Data records
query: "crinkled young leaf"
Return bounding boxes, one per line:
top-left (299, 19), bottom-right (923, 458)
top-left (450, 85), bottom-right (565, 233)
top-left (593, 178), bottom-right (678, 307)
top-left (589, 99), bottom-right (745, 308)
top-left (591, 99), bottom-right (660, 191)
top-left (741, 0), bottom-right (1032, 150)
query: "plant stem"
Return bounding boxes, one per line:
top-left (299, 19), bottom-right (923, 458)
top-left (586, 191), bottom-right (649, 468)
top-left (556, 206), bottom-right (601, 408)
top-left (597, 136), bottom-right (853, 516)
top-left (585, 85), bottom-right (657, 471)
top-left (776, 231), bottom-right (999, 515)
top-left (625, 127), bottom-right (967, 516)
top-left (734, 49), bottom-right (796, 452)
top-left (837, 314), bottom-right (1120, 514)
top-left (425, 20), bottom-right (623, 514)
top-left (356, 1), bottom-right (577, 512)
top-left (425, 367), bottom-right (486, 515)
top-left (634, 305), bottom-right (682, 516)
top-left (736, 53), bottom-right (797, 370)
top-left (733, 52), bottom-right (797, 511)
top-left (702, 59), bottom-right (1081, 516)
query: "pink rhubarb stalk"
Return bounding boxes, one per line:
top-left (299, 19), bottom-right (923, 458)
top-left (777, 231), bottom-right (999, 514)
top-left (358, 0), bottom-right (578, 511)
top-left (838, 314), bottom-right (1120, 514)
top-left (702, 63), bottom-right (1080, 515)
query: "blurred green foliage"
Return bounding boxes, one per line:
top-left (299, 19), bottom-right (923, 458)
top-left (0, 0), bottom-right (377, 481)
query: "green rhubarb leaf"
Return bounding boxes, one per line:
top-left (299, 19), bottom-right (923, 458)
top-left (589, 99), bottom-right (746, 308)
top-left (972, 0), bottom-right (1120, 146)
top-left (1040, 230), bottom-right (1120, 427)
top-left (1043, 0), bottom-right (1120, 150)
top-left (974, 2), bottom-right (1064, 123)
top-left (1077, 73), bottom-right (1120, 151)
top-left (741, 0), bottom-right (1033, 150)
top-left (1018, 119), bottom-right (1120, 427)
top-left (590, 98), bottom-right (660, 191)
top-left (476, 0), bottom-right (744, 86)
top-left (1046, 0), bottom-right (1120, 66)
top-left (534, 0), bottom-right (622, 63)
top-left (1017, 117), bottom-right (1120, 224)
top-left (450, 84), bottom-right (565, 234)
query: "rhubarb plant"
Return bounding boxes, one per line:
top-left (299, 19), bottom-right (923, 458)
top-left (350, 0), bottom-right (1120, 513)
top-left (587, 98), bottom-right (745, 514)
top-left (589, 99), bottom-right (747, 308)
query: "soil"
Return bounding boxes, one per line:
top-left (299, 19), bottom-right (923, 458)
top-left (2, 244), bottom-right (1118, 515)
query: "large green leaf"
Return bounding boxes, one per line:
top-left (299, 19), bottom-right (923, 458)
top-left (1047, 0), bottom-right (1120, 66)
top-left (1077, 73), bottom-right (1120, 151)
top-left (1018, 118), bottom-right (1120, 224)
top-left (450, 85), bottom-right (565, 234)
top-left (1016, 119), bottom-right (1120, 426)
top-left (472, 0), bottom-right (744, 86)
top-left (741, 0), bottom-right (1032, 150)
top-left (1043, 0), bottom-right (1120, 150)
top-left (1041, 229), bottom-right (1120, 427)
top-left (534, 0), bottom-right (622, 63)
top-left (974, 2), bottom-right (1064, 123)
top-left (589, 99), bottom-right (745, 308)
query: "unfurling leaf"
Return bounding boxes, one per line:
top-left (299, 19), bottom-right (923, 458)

_WORK INSTRUCTIONS_
Whenever "query" occurs in a line above, copy that line.

_RESULT FOR THIS TASK_
query: "crinkled young leaf"
query: "plant stem"
query: "pink rhubarb stalk"
query: "blurred green foliage"
query: "green rhubarb leaf"
query: "rhubarb plant"
query: "soil"
query: "large green leaf"
query: "unfurling leaf"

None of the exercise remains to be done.